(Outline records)
▶

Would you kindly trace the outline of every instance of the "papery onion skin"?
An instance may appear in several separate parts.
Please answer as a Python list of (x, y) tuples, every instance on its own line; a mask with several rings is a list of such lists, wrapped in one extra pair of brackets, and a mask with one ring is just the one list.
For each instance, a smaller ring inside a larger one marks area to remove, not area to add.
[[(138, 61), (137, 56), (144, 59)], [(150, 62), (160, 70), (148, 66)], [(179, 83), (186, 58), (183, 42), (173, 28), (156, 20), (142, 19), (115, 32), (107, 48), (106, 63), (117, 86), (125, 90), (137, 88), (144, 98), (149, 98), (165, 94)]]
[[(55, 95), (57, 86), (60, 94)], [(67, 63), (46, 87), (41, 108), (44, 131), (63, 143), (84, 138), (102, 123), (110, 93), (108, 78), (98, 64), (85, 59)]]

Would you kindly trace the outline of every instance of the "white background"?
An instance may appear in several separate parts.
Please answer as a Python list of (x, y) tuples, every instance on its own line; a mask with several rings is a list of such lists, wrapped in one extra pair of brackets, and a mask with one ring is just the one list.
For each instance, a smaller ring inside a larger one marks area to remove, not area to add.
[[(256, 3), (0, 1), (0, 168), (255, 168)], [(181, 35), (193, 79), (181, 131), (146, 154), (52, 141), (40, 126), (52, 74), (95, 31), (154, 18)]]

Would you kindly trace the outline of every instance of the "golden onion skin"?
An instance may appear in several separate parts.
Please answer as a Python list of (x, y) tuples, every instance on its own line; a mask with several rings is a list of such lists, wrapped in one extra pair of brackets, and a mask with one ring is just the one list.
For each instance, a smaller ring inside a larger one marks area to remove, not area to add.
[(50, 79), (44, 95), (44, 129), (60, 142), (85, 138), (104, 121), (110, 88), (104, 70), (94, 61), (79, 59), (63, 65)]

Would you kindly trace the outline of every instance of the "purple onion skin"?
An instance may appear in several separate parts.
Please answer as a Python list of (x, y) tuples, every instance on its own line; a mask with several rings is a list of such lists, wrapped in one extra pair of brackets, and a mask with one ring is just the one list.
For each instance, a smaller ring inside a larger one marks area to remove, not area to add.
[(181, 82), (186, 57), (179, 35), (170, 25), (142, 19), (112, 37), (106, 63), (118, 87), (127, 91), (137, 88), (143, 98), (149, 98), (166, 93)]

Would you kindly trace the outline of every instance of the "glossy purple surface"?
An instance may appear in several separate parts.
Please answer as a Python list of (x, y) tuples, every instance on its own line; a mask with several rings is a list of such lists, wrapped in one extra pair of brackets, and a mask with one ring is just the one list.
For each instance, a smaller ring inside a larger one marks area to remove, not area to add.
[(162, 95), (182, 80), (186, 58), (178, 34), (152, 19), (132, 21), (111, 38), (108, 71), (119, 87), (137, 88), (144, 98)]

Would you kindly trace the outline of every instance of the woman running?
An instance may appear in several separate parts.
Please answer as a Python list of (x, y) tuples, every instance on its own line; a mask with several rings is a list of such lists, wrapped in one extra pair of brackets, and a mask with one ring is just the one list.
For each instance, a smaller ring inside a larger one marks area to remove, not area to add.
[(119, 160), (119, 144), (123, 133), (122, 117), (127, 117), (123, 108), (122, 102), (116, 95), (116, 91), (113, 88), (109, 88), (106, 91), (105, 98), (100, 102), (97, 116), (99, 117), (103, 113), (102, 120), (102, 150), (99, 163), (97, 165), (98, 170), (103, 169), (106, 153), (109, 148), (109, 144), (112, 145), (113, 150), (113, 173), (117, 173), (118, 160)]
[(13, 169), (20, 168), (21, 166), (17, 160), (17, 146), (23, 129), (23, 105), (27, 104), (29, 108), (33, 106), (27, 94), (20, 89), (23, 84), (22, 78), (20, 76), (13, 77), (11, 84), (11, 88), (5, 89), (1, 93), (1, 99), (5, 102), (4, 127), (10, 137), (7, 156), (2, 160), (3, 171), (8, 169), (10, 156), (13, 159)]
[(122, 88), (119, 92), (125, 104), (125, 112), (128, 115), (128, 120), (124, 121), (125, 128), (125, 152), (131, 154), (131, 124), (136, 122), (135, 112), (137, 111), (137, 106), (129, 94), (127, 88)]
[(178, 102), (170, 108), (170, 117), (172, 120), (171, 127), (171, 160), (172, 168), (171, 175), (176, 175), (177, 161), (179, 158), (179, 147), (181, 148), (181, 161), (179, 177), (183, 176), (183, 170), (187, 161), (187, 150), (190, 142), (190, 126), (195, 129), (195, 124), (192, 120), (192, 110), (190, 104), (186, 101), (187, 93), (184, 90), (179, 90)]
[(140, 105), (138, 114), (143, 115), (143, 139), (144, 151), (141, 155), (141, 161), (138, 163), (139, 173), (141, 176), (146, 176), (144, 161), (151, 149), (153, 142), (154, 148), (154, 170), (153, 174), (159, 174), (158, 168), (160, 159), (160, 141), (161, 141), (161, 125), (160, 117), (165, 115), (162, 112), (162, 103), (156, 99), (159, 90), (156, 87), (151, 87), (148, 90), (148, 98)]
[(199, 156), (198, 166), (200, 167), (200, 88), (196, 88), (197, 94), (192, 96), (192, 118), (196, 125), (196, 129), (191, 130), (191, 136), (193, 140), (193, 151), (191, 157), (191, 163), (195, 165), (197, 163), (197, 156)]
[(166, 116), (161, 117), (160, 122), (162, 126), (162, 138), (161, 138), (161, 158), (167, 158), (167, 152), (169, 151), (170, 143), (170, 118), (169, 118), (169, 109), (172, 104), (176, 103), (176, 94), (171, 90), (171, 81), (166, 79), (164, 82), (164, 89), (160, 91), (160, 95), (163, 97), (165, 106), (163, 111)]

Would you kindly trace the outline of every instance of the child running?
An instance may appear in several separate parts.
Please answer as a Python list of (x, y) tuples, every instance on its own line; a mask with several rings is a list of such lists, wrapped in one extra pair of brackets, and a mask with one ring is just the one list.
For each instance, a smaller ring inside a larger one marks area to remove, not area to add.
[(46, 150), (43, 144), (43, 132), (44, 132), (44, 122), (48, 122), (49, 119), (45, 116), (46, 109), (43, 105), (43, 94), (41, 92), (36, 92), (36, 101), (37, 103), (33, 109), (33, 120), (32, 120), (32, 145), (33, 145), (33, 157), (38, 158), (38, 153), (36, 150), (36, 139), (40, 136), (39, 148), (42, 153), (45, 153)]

◀

SHORT TASK: Print out all the entries precisely as written.

EXERCISE OUTPUT:
Would you kindly trace the outline of every instance of the "papery onion skin"?
An instance may appear in several separate parts.
Please answer as a Python list of (x, y) tuples, every instance on its own line; a mask with several rings is a list of such lists, wrapped in one extra pair of brackets, and a mask with one ring is just the one list.
For each instance, a smaller ring inside a larger one marks area to remove, not area to add.
[[(138, 61), (137, 56), (144, 59)], [(150, 62), (160, 70), (148, 66)], [(179, 83), (186, 58), (183, 42), (173, 28), (156, 20), (142, 19), (115, 32), (107, 48), (106, 63), (117, 86), (125, 90), (137, 88), (144, 98), (149, 98), (165, 94)]]
[[(55, 95), (57, 86), (60, 94)], [(67, 63), (46, 87), (41, 108), (44, 131), (63, 143), (84, 138), (102, 123), (110, 93), (108, 78), (98, 64), (85, 59)]]

Would you kindly trace the outline of every instance of the "white background"?
An instance may appear in several separate parts.
Please answer as a Python list of (x, y) tuples, every instance on its own line; a mask with several rings is a list of such lists, wrapped in one extra pair of brackets, and a mask with one ring is just the one list.
For each instance, a smaller ring inside a larger one marks area to remove, not area to add.
[[(256, 3), (0, 1), (0, 168), (255, 168)], [(181, 35), (193, 79), (181, 131), (146, 154), (52, 141), (40, 126), (52, 74), (95, 31), (154, 18)]]

Would you kindly trace the outline of every instance of the "golden onion skin"?
An instance may appear in several separate parts.
Please answer as a Python list of (x, y) tuples, every instance on its own line; a mask with several rings is a list of such lists, wrapped in one extra pair of brackets, and a mask with one ring is just the one list.
For each instance, a smaller ring inside a larger one marks area to remove, not area to add.
[(50, 79), (44, 95), (44, 129), (60, 142), (85, 138), (104, 121), (110, 88), (104, 70), (94, 61), (79, 59), (63, 65)]

Would you kindly trace the outline of every instance of the "purple onion skin"?
An instance may appear in several separate parts.
Please answer as a Python list of (x, y) tuples, every instance on its own line; a mask with several rings is a list of such lists, wrapped in one extra pair of brackets, and a mask with one ring is just the one list.
For each instance, a smaller ring inside a larger one marks area to remove, not area to add.
[(181, 82), (186, 57), (179, 35), (170, 25), (142, 19), (112, 37), (106, 63), (118, 87), (127, 91), (137, 88), (143, 98), (149, 98), (166, 93)]

Would you kindly trace the outline of every instance of the "glossy purple surface"?
An instance may appear in several separate parts.
Please answer as a Python list of (x, y) tuples, every instance on its own line; a mask with several rings is a list of such lists, wrapped in one extra pair of brackets, and a mask with one ring is just the one list.
For each instance, a smaller ring inside a larger one marks area to remove, not area to add.
[(162, 95), (182, 80), (186, 58), (178, 34), (152, 19), (132, 21), (111, 38), (108, 71), (119, 87), (137, 88), (144, 98)]

Would you kindly trace the outline of every instance of the woman running?
An instance may appear in several separate parts.
Please answer as a Python list of (x, y) tuples, every instance on its own line; a mask with several rings is a list of such lists, wrapped in one extra pair of brackets, and a mask with one ring is just the one list.
For each instance, a smaller ring inside a larger one marks area to remove, not area to add.
[(119, 160), (119, 144), (123, 133), (122, 117), (127, 117), (123, 108), (122, 102), (116, 95), (116, 91), (113, 88), (109, 88), (106, 91), (105, 98), (100, 102), (97, 116), (99, 117), (103, 113), (102, 120), (102, 150), (99, 163), (97, 165), (98, 170), (103, 169), (106, 153), (109, 148), (109, 144), (112, 145), (113, 150), (113, 173), (117, 173), (118, 160)]
[(13, 169), (20, 168), (21, 166), (17, 160), (17, 146), (23, 129), (23, 105), (27, 104), (29, 108), (33, 106), (27, 94), (20, 89), (23, 84), (22, 78), (20, 76), (13, 77), (11, 84), (11, 88), (5, 89), (1, 93), (1, 99), (5, 102), (4, 127), (10, 137), (7, 156), (2, 160), (3, 171), (8, 169), (10, 156), (13, 159)]
[(122, 88), (119, 92), (125, 104), (125, 112), (128, 115), (128, 120), (124, 121), (125, 128), (125, 152), (131, 154), (131, 124), (136, 122), (135, 112), (137, 111), (137, 106), (129, 94), (127, 88)]
[(178, 102), (170, 108), (170, 117), (172, 120), (171, 127), (171, 160), (172, 168), (171, 175), (176, 175), (177, 161), (179, 158), (179, 147), (181, 148), (181, 161), (179, 177), (183, 176), (183, 170), (187, 161), (187, 150), (190, 142), (190, 126), (195, 129), (195, 124), (192, 120), (192, 110), (190, 104), (186, 101), (187, 93), (184, 90), (179, 90)]
[(140, 105), (138, 114), (143, 115), (143, 139), (144, 151), (141, 155), (141, 161), (138, 163), (139, 173), (141, 176), (146, 176), (144, 161), (151, 149), (153, 142), (154, 148), (154, 170), (153, 174), (159, 174), (158, 168), (160, 159), (160, 141), (161, 141), (161, 125), (160, 117), (165, 115), (162, 112), (162, 103), (156, 99), (159, 90), (156, 87), (151, 87), (148, 90), (148, 98)]
[(199, 156), (198, 166), (200, 167), (200, 88), (196, 88), (197, 94), (192, 96), (192, 118), (196, 125), (196, 129), (191, 130), (191, 136), (193, 140), (193, 151), (191, 157), (191, 163), (195, 165), (197, 163), (197, 156)]
[(166, 116), (161, 117), (160, 122), (162, 126), (162, 138), (161, 138), (161, 158), (167, 158), (167, 152), (169, 151), (170, 143), (170, 118), (169, 118), (169, 109), (172, 104), (176, 103), (176, 94), (171, 90), (171, 81), (166, 79), (164, 82), (164, 89), (160, 91), (160, 95), (163, 97), (165, 106), (163, 111)]

Would you kindly trace the outline of every instance of the child running?
An instance may appear in several separate parts.
Please answer as a Python list of (x, y) tuples, every instance on its own line; a mask with several rings is a list of such lists, wrapped in one extra pair of brackets, and a mask with one ring is just the one list.
For each instance, a smaller ring inside a larger one marks area to remove, not area to add.
[(46, 150), (43, 144), (43, 132), (44, 132), (44, 122), (48, 122), (49, 119), (45, 116), (46, 109), (43, 105), (43, 94), (41, 92), (36, 92), (36, 101), (37, 103), (33, 109), (33, 120), (32, 120), (32, 145), (33, 145), (33, 157), (38, 158), (38, 153), (36, 150), (36, 139), (40, 136), (39, 148), (42, 153), (45, 153)]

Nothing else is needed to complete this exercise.